Dataset rows showing where objects appear
####################

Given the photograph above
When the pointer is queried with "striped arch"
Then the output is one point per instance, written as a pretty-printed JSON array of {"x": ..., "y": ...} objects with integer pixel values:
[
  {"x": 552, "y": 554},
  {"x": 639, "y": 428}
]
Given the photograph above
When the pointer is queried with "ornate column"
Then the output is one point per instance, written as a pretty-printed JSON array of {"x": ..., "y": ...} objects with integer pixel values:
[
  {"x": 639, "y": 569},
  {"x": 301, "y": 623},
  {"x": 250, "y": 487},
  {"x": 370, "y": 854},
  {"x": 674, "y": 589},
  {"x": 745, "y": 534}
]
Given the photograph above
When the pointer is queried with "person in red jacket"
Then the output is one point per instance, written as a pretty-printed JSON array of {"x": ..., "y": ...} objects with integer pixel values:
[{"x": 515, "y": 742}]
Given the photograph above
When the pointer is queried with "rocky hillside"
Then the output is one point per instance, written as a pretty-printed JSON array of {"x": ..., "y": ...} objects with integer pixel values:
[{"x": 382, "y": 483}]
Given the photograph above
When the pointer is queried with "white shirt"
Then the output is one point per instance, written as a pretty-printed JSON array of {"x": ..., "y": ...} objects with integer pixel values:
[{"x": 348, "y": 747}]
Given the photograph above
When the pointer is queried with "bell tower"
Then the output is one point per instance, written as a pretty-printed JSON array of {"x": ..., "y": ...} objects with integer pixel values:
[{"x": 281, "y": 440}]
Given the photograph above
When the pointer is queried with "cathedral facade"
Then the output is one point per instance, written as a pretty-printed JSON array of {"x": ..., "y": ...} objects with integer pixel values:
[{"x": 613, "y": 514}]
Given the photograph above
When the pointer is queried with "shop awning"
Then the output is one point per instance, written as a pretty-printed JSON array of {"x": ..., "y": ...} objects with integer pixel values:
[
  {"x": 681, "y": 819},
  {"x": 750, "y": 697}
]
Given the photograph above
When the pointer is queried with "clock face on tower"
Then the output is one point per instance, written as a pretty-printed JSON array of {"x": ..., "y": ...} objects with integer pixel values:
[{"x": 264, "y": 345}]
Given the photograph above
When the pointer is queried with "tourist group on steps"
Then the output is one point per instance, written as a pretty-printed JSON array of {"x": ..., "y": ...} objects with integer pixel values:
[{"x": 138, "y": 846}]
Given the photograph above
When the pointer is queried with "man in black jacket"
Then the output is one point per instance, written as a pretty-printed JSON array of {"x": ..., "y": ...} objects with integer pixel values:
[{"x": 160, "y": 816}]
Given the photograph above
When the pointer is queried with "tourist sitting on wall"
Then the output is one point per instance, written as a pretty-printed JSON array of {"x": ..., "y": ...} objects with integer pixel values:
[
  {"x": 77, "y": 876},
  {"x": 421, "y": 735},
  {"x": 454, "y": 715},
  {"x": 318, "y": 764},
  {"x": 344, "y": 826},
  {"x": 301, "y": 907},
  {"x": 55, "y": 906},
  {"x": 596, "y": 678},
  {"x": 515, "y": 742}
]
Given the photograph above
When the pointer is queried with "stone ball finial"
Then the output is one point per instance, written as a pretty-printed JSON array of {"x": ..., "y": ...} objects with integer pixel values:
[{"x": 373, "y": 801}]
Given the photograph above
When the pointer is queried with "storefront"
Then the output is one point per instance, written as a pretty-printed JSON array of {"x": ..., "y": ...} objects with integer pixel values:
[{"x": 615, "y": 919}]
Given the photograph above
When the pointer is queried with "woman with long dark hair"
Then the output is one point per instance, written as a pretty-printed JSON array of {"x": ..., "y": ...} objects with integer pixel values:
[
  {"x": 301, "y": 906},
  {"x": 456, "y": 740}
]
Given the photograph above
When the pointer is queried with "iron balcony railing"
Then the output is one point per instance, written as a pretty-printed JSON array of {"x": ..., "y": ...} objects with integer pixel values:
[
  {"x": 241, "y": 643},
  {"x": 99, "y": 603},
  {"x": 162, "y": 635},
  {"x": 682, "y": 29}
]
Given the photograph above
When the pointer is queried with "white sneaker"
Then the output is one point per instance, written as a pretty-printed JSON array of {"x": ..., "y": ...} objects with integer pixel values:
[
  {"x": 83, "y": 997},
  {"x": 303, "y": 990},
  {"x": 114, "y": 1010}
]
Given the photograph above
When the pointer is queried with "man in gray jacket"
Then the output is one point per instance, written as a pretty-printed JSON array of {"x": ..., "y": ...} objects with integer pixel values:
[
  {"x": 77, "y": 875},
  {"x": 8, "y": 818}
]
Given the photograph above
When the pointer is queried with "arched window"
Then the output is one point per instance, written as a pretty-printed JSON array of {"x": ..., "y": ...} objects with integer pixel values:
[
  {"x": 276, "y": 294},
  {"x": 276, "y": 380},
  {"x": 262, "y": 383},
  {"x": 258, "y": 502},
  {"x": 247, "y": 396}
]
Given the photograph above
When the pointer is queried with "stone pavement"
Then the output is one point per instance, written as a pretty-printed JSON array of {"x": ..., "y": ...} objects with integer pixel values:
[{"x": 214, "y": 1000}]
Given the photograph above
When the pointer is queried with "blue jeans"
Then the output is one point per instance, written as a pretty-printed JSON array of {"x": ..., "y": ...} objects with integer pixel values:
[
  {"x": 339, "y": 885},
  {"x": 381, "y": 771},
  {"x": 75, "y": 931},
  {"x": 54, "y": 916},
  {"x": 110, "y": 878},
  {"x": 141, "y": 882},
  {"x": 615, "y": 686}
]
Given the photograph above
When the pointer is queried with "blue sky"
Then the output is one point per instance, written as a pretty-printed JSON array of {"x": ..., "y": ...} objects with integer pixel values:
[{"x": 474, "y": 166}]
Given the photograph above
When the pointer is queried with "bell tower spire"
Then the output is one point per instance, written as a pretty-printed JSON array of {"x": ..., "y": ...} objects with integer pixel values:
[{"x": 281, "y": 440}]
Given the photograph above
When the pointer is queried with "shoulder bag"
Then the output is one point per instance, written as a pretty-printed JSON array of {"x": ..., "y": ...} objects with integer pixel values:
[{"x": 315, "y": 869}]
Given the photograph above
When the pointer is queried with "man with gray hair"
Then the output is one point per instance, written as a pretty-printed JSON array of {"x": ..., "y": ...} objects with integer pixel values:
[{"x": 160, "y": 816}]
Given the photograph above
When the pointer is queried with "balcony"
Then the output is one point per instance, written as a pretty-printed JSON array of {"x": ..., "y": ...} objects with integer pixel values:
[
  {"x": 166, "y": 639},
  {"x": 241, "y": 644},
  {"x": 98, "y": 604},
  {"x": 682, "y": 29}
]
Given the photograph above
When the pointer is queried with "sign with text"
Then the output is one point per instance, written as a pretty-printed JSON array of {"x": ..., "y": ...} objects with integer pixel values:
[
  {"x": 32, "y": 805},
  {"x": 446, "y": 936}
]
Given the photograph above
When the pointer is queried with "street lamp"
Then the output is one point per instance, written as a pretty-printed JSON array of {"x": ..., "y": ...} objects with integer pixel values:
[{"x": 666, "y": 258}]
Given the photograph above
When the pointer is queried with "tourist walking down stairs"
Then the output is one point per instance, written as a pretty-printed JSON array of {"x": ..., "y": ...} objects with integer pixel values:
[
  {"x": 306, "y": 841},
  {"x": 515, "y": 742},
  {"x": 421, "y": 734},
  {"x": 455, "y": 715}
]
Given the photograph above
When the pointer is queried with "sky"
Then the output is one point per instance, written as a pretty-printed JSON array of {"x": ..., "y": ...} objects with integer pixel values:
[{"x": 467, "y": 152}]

####################

> _Work to do_: Report each line of the listing above that contains the word "hair", copying every such line in full.

> _Full answer_:
When the pointer is queried with "woman with long dark hair"
When the pointer is queried with "man with gray hair"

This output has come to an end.